• [Задание] Приведите данные повторно, начиная со строки, содержащей "Produce, for every", и заканчивая строкой, содержащей "positive clicks: (839, 992)", заменив "positive clicks" на "positive points" и сохранив всё остальное без изменений.

• [Перечень данных]
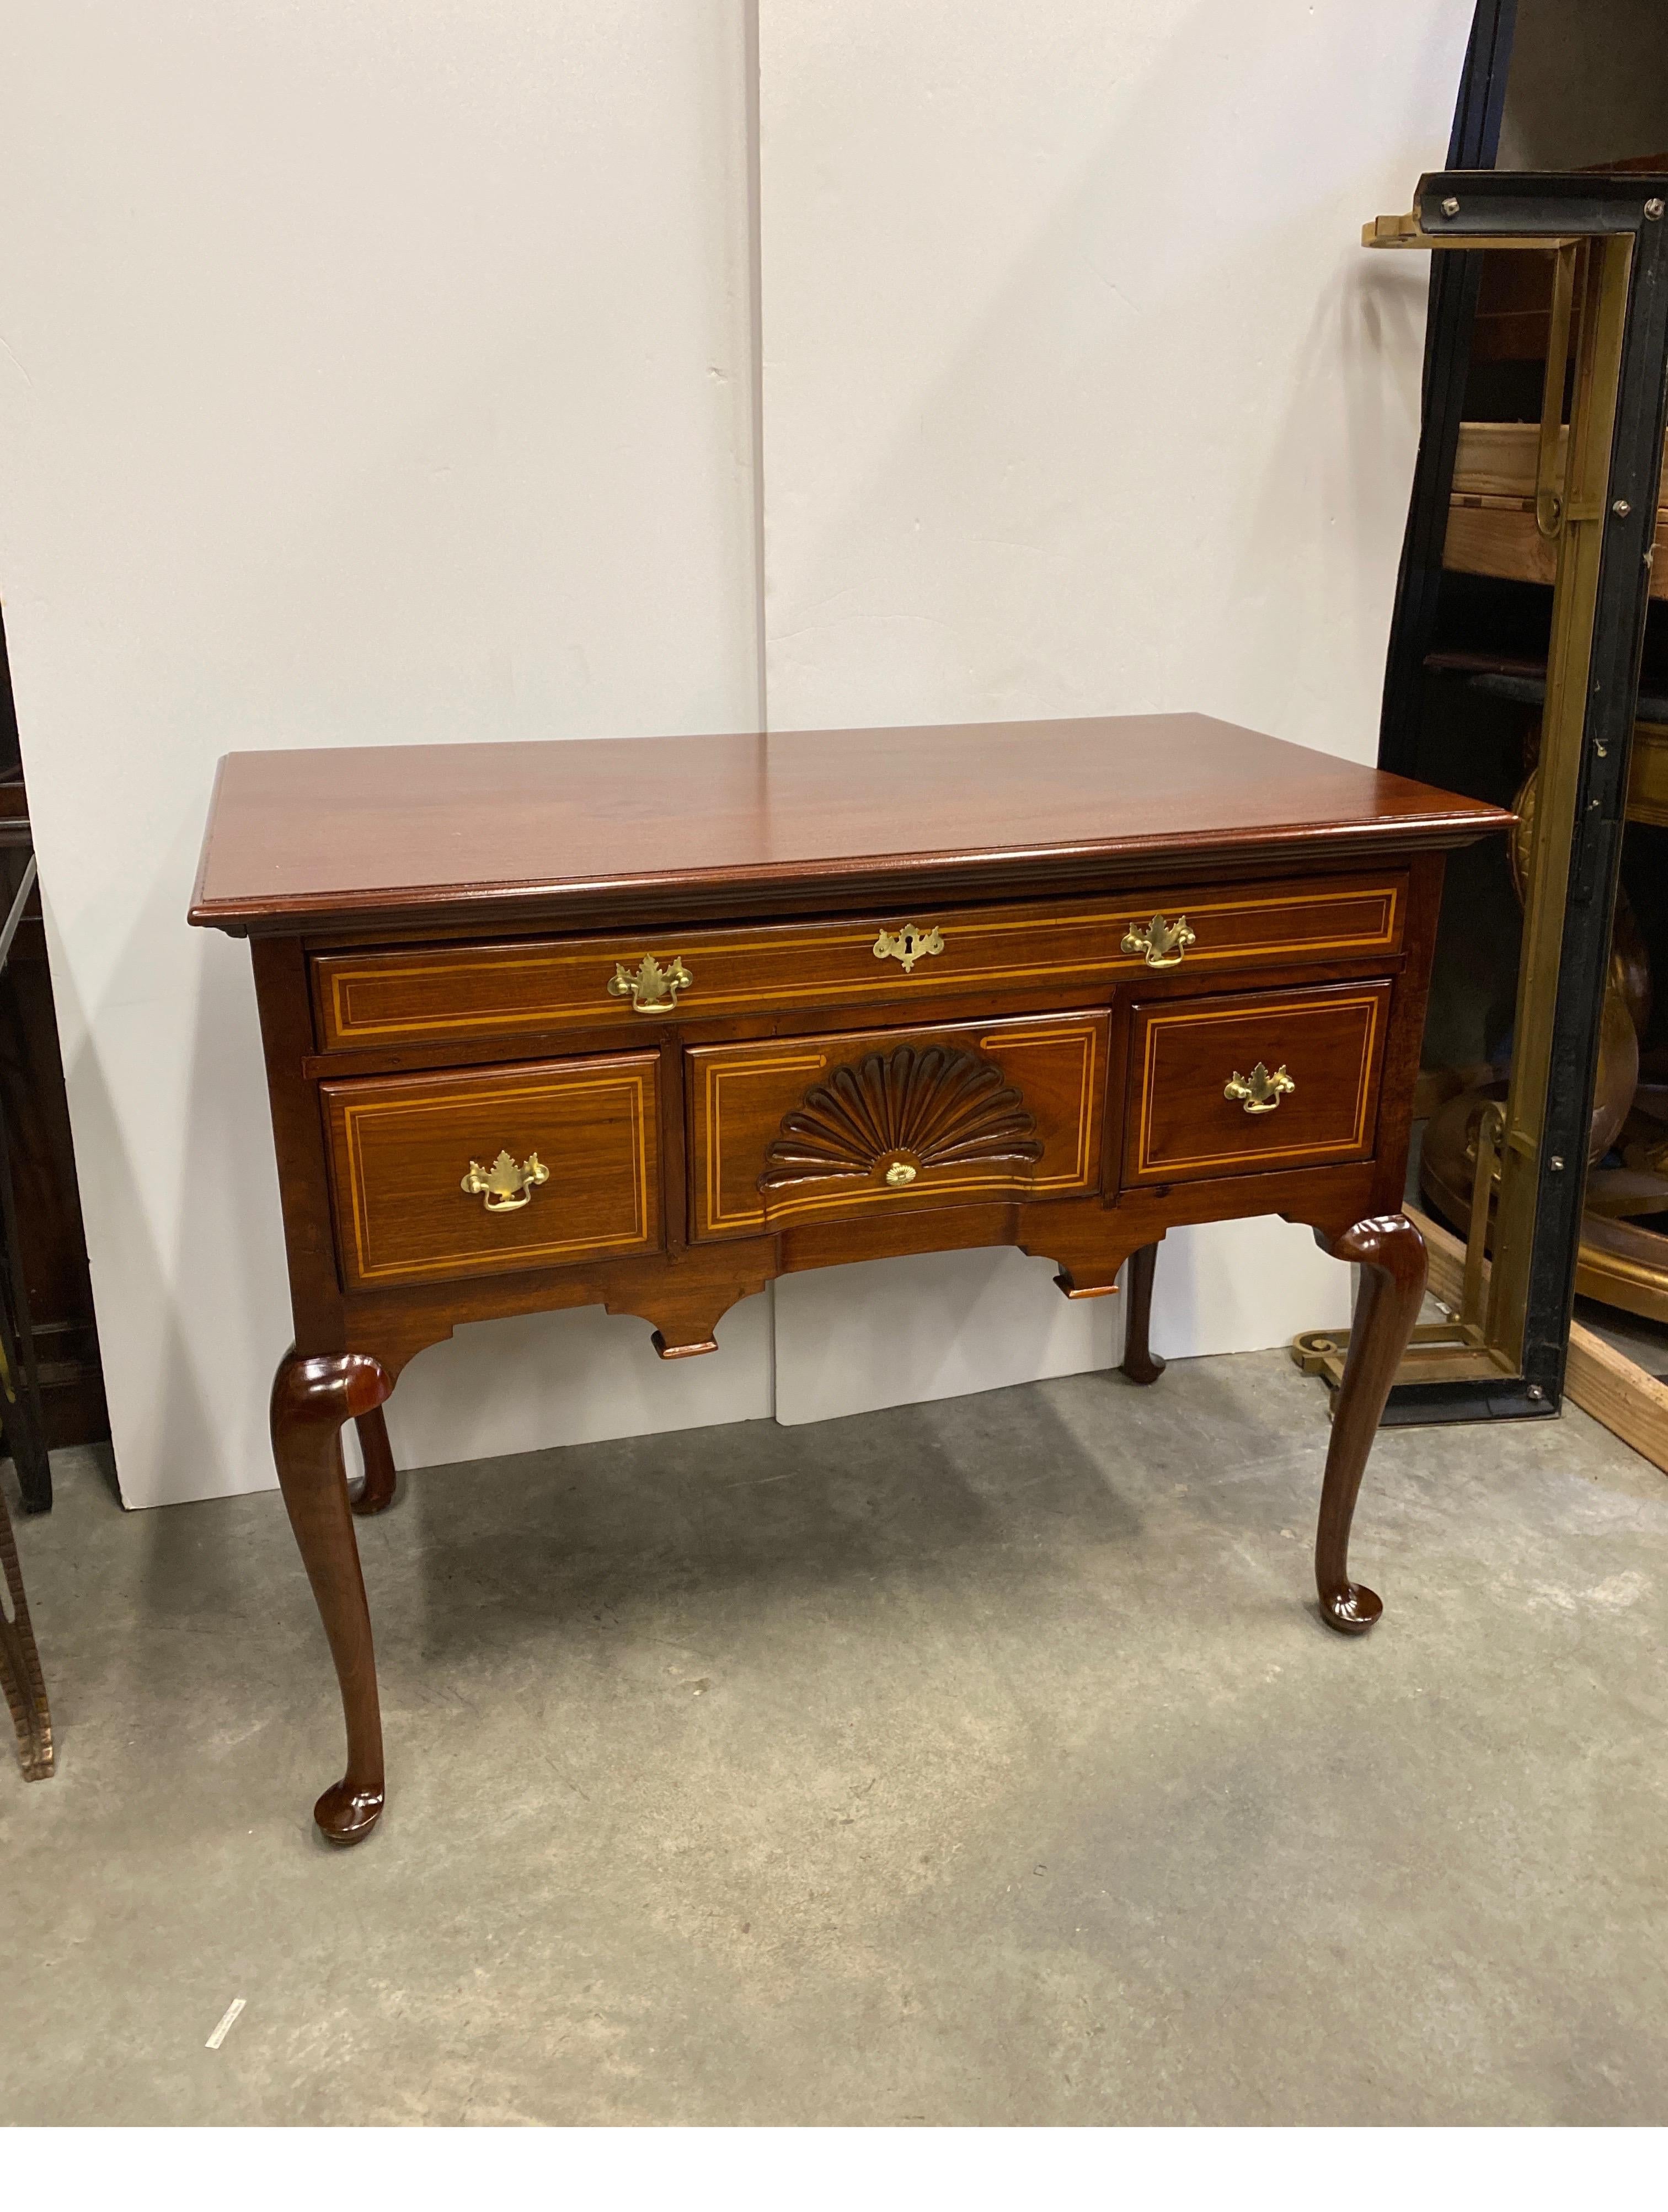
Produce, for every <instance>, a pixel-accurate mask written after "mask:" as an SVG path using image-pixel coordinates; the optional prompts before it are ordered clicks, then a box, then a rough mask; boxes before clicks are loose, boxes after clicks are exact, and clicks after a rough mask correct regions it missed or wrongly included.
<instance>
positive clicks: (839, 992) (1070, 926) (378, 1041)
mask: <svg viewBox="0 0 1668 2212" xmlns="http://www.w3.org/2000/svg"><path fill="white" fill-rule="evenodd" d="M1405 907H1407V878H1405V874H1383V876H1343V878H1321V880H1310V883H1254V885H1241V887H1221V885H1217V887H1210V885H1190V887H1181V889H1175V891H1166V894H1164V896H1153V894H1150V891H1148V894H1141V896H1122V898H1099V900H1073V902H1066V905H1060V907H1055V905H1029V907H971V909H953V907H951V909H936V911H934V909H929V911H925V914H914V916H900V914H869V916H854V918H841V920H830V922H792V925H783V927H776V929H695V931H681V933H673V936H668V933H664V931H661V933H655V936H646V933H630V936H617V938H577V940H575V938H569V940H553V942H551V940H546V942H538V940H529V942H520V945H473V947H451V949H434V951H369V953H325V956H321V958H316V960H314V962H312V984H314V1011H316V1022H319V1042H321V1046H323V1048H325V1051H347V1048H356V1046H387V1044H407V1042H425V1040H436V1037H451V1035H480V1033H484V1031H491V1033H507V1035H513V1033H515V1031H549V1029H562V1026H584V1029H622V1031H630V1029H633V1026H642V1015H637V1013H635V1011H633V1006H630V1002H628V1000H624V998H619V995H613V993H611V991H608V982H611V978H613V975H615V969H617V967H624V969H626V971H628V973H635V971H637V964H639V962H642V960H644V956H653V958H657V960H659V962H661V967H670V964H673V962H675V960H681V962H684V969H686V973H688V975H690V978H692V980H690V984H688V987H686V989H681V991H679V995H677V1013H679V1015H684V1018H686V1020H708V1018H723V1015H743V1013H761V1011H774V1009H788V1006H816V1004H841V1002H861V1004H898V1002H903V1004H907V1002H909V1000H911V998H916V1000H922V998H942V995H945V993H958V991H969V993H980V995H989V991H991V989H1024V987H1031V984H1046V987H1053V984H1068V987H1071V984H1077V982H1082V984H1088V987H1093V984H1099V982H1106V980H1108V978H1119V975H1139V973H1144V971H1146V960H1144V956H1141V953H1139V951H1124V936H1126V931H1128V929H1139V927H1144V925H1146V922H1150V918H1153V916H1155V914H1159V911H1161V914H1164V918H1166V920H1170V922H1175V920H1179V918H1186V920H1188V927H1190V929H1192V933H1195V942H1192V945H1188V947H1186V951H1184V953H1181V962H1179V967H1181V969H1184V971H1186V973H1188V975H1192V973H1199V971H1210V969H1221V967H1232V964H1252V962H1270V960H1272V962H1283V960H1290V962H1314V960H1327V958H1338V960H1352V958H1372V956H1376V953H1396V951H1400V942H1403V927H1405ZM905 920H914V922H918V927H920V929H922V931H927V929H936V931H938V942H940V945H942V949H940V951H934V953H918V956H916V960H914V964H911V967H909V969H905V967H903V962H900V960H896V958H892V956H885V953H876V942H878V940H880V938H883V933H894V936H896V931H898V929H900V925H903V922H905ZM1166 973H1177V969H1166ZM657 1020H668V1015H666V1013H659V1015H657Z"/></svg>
---
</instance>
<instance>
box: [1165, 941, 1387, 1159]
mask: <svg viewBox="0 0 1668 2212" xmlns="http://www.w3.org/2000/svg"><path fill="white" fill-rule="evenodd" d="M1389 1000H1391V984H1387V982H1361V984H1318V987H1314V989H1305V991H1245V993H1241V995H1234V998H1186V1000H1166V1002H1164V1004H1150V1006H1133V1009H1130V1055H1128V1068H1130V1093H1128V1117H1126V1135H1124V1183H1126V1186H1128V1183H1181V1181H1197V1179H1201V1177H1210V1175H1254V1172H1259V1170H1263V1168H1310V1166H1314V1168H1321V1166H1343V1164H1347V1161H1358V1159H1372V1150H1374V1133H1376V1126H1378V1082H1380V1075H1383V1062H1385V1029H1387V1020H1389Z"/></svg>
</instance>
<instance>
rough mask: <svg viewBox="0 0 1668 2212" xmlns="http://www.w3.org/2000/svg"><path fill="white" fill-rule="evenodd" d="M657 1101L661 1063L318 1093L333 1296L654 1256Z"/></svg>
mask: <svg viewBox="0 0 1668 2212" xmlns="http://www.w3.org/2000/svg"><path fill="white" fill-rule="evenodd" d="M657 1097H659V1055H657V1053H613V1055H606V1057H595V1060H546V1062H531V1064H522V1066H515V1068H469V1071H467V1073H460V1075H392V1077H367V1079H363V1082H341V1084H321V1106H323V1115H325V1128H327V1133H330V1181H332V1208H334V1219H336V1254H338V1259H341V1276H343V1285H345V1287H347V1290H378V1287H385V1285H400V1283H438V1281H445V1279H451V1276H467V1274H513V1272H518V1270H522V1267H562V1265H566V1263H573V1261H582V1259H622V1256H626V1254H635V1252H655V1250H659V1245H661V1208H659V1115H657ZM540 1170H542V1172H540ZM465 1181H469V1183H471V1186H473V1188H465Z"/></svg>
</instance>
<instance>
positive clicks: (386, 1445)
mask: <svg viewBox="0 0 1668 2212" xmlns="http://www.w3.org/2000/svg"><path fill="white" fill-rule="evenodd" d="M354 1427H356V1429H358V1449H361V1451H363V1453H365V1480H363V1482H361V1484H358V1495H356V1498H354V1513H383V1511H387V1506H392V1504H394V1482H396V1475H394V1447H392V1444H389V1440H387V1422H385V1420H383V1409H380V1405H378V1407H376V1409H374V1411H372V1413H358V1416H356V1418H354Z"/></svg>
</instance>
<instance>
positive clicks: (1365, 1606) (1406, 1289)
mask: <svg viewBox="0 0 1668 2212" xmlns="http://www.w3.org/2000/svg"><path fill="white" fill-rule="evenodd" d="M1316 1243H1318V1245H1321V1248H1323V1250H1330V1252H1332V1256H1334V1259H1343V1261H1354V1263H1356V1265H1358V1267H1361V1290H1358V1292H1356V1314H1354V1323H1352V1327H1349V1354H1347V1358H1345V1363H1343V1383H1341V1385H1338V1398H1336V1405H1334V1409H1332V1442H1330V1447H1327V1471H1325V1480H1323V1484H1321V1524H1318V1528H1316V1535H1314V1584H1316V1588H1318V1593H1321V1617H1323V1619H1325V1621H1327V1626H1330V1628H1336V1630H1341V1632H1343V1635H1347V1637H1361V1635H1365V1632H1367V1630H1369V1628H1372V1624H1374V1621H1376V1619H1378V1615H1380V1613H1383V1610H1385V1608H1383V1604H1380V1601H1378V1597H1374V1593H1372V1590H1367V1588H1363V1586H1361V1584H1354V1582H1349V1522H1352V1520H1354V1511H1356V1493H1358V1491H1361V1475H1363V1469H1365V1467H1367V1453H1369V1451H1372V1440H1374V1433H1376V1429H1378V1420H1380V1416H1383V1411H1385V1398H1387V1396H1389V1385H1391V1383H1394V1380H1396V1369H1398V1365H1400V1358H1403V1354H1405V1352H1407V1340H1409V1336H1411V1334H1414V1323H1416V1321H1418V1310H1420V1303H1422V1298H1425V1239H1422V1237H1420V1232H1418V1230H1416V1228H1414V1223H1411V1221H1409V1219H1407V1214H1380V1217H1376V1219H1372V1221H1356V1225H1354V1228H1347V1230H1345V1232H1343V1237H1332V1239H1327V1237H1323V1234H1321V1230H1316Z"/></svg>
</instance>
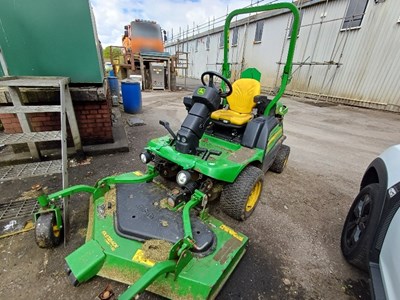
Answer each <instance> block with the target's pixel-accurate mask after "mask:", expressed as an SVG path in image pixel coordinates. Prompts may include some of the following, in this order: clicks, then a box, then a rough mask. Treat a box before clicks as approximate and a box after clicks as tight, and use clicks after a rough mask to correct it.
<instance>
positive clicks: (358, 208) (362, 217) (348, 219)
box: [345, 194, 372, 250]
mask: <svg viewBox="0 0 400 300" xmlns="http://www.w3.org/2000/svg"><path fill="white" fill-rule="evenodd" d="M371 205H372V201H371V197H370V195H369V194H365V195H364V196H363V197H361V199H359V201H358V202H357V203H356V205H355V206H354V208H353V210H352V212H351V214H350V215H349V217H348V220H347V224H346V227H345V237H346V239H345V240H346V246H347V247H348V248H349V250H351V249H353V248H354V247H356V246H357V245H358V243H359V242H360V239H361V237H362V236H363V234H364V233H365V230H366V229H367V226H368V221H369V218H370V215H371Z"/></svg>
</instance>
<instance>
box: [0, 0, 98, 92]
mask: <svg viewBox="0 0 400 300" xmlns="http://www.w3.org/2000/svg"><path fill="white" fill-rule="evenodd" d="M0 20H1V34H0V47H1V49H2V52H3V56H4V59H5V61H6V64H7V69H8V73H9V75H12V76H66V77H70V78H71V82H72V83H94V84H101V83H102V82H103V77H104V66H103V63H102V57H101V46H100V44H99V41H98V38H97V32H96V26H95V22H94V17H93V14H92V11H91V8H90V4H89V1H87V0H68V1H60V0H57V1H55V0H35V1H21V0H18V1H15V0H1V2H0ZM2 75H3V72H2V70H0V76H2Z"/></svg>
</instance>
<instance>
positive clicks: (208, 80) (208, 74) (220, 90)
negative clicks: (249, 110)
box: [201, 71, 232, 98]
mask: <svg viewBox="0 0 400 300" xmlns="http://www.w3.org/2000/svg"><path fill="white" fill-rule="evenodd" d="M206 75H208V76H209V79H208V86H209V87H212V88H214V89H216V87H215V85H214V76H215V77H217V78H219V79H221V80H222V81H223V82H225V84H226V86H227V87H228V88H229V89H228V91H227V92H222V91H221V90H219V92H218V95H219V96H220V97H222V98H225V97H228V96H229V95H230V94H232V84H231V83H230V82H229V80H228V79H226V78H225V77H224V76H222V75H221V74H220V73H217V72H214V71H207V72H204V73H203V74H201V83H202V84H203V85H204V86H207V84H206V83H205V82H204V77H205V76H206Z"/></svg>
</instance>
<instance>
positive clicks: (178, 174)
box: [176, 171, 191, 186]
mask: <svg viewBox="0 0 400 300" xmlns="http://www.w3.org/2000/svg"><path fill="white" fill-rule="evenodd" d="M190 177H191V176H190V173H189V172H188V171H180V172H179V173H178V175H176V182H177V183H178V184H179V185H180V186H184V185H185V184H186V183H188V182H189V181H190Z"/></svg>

• [Решение]
Produce, for every <instance>, a pixel-accurate mask written after "mask:" as an SVG path using image-pixel coordinates; the optional prompts before it are ordered clicks, then a box, then a rough mask; boxes before clicks are loose, boxes after clicks are exact, and clicks after a rough mask correct regions it missed or wrongly included.
<instance>
positive points: (839, 992) (1070, 926) (378, 1041)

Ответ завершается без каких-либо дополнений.